▶ **Natural language region descriptions**
....
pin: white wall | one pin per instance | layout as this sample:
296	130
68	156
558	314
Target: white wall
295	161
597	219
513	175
....
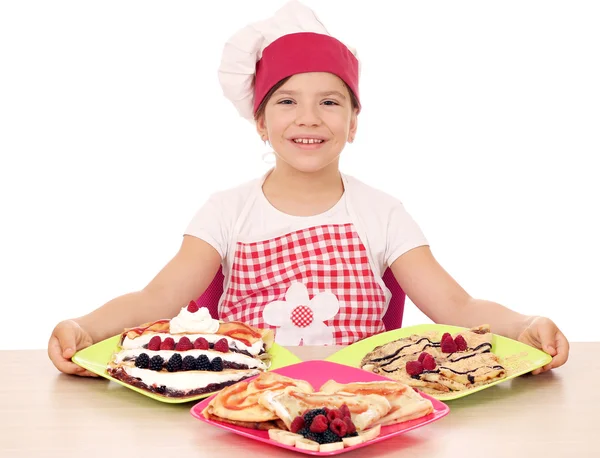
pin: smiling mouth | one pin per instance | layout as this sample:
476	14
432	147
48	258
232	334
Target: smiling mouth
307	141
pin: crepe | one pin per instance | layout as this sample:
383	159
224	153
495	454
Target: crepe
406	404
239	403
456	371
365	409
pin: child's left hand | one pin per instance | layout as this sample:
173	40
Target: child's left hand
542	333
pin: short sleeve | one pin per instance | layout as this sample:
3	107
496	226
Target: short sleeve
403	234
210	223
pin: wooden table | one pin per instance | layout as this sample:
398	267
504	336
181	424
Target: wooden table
....
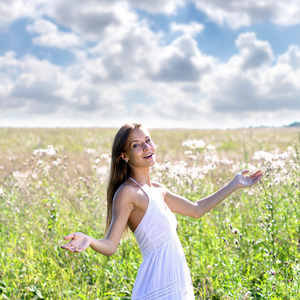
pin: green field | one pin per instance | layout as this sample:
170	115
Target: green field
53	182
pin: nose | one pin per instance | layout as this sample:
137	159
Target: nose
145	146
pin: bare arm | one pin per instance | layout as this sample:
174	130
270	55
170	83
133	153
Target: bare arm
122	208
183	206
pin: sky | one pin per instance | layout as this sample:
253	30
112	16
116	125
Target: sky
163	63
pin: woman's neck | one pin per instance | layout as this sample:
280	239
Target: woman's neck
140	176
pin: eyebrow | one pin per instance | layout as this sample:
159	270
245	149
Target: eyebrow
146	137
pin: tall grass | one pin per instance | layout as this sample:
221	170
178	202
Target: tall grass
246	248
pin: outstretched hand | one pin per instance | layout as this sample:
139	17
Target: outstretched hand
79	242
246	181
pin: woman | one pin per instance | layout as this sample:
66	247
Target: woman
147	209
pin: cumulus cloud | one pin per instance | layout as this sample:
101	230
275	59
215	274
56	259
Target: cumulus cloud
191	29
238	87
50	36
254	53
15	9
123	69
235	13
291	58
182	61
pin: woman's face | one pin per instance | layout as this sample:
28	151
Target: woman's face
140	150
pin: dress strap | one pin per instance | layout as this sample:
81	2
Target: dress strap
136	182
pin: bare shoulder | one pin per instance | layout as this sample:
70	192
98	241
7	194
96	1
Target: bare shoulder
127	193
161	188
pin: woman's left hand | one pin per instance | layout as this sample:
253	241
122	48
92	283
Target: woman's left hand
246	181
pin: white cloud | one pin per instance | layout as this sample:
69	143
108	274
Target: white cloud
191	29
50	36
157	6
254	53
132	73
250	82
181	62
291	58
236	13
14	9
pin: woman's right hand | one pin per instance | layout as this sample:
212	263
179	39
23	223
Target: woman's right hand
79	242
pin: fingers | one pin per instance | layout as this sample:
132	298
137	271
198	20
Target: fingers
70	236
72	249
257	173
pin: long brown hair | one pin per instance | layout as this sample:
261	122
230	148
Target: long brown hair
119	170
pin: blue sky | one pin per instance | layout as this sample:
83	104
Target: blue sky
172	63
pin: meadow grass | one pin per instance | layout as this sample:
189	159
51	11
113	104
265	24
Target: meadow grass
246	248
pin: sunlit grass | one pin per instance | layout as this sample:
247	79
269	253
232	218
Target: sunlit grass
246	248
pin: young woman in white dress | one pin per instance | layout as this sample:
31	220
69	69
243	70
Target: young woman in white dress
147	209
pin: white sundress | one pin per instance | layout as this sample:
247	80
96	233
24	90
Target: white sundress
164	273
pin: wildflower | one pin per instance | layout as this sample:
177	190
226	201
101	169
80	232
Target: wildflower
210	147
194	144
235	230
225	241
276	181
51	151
....
▶ **What you will do**
Using the data above, transcribe the lines that run from the line with "Target: crepe" to the line with "Target: wooden table", both ends kept, and output nothing else.

▶ **Task solution**
Target: crepe
406	404
239	403
456	371
365	409
pin: child's left hand | one pin per instance | layout as this sample:
173	40
Target: child's left hand
542	333
pin: short sleeve | one pin per instance | layout as this sample:
3	107
496	226
Target: short sleeve
403	234
210	223
pin: wooden table | one pin per instance | layout as this sample:
398	267
504	336
181	424
Target: wooden table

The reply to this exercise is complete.